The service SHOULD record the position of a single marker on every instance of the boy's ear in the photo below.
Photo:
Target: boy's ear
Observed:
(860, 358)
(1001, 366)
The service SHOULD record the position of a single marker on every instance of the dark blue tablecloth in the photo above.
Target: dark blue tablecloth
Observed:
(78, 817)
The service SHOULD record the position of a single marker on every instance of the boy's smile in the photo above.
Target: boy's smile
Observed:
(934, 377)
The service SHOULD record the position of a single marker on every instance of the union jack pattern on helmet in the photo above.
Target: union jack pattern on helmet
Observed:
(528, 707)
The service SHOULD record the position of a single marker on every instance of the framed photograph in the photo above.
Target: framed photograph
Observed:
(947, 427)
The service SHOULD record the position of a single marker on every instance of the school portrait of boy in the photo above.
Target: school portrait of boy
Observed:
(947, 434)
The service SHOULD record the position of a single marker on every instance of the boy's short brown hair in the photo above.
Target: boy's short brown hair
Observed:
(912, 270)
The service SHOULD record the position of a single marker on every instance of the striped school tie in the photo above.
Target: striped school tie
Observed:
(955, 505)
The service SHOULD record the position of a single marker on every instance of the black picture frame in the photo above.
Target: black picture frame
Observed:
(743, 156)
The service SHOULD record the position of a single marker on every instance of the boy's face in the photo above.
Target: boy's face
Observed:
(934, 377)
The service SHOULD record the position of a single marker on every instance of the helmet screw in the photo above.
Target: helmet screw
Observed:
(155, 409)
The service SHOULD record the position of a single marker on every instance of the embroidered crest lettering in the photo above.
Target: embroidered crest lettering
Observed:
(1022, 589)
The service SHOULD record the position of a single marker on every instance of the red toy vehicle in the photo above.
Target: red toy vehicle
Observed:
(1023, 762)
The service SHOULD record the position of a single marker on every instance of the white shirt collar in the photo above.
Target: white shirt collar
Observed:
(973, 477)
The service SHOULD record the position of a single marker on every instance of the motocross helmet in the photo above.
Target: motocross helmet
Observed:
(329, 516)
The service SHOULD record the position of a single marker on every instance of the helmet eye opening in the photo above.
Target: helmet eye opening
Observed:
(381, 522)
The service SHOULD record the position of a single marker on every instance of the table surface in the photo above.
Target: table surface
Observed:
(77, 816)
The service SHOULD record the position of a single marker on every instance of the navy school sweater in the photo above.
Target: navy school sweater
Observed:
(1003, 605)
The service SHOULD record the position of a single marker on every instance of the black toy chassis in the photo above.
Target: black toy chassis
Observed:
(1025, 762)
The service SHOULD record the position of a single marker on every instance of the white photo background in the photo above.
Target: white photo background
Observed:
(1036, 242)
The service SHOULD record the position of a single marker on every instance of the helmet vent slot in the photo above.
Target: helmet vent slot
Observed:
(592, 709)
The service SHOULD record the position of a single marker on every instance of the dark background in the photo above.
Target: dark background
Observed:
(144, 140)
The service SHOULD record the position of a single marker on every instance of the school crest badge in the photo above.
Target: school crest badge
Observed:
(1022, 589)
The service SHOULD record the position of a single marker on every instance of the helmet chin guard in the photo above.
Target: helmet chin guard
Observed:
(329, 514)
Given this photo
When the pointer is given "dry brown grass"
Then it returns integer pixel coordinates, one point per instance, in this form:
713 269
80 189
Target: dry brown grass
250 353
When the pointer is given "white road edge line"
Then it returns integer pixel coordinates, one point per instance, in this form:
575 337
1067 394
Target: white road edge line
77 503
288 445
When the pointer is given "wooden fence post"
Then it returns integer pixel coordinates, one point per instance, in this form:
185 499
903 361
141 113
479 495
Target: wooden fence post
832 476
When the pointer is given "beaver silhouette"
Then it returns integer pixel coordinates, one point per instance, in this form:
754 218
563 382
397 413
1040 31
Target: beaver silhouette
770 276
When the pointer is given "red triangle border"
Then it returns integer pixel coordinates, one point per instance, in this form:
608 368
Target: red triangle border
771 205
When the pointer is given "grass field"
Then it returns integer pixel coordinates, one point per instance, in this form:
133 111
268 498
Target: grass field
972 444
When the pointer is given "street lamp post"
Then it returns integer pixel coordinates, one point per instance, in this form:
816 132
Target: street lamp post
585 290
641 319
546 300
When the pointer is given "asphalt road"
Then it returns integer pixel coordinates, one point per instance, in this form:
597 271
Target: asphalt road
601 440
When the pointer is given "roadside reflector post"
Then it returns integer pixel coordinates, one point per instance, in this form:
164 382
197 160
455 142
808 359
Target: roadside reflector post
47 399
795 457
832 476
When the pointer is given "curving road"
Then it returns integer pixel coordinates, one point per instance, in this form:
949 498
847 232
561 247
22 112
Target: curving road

──────

Given request
Gather every line from the items above that contains the word "surface". Case counts.

Output for this task
The service SHOULD record the position of a single marker on every instance of the table surface in the photo above.
Target: table surface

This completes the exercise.